YOUR GOAL:
Render the lines from the one holding "Find the wooden plank" through the one holding "[(29, 189), (285, 129), (192, 122)]", both included, as a Markdown table with the columns Row and Text. Number each line in Row and leave out any blank lines.

BEGIN DATASET ROWS

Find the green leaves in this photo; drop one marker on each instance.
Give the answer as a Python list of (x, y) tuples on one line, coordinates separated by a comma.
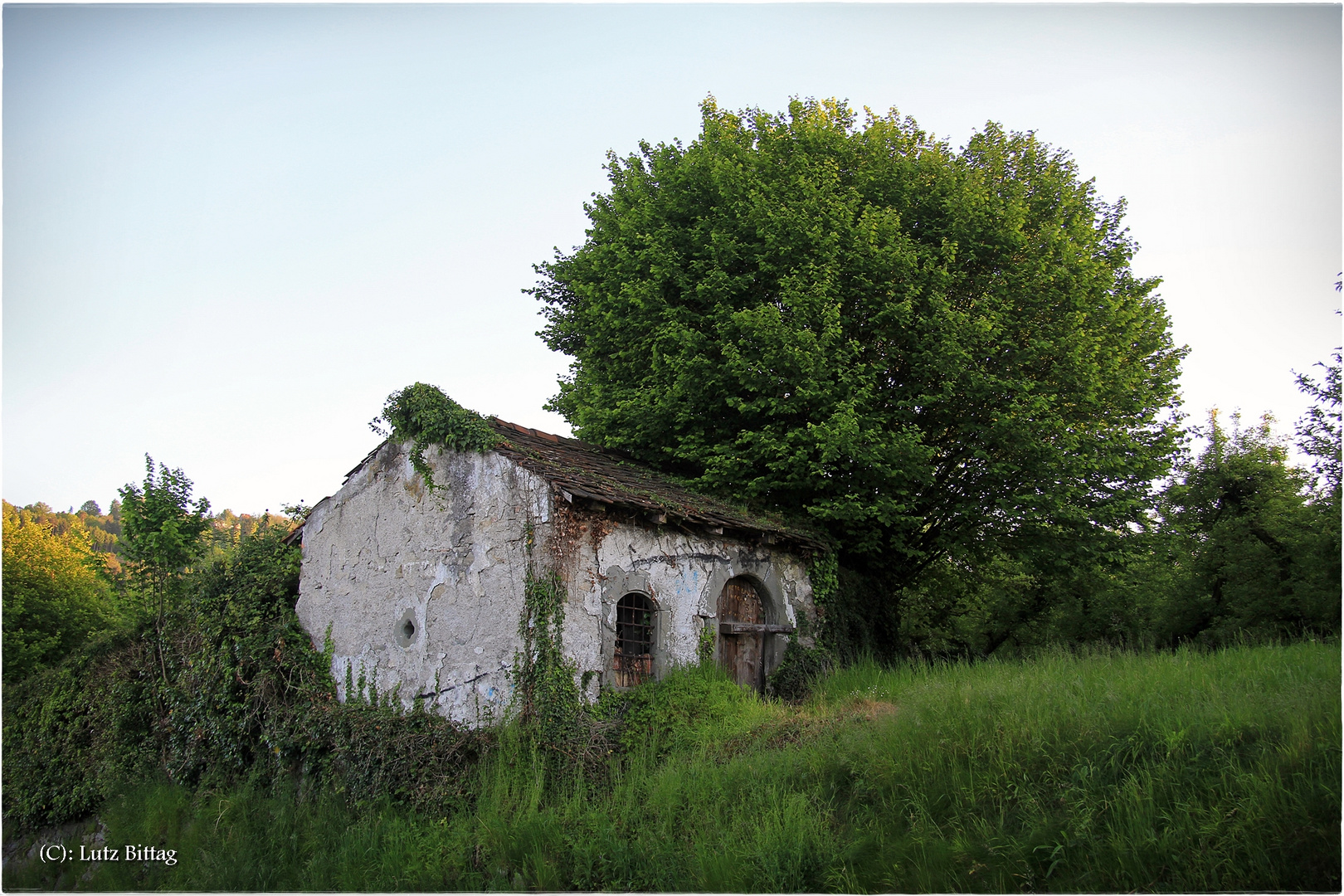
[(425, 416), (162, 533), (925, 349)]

END DATASET ROWS
BEGIN DATASET ROWS

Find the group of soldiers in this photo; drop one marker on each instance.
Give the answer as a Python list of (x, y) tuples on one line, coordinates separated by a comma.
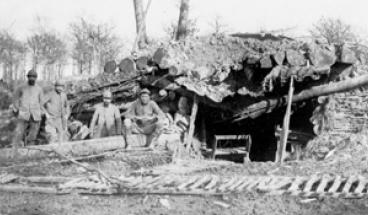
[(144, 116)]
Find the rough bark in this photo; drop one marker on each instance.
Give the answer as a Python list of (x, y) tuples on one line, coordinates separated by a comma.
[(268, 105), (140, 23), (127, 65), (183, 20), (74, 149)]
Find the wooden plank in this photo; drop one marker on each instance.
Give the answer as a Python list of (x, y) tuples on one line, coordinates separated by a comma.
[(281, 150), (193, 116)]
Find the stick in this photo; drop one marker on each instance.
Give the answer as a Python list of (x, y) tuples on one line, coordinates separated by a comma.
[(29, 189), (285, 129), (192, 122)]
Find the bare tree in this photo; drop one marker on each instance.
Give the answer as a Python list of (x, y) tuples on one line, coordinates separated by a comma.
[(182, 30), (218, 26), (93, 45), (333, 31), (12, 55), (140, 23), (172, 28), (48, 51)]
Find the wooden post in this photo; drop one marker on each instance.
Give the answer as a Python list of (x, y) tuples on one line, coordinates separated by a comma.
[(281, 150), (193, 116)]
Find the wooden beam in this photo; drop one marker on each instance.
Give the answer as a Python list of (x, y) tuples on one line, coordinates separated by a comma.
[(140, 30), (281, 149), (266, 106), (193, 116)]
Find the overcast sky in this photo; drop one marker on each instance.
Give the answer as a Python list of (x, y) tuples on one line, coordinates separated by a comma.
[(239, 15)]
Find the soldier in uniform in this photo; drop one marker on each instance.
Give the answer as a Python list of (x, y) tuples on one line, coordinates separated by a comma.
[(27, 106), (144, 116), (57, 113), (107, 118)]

END DATASET ROWS
BEGIN DATASET ROWS

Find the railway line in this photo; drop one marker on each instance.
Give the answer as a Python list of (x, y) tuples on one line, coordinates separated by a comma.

END DATASET ROWS

EXERCISE ANSWER:
| Row | Text |
|---|---|
| 1 | Find the wooden plank in this photo; drop one marker on each instance. |
| 2 | Give the answer as a Python list of (x, y) tuples on one line, coordinates separated by a comma. |
| 3 | [(281, 150), (193, 116)] |
| 4 | Find the stick in this photo; drop one marker on each instance. |
| 5 | Give the answer as a Python list of (x, y) tuples on one line, coordinates separated by a comma. |
| 6 | [(29, 189), (285, 129), (192, 122)] |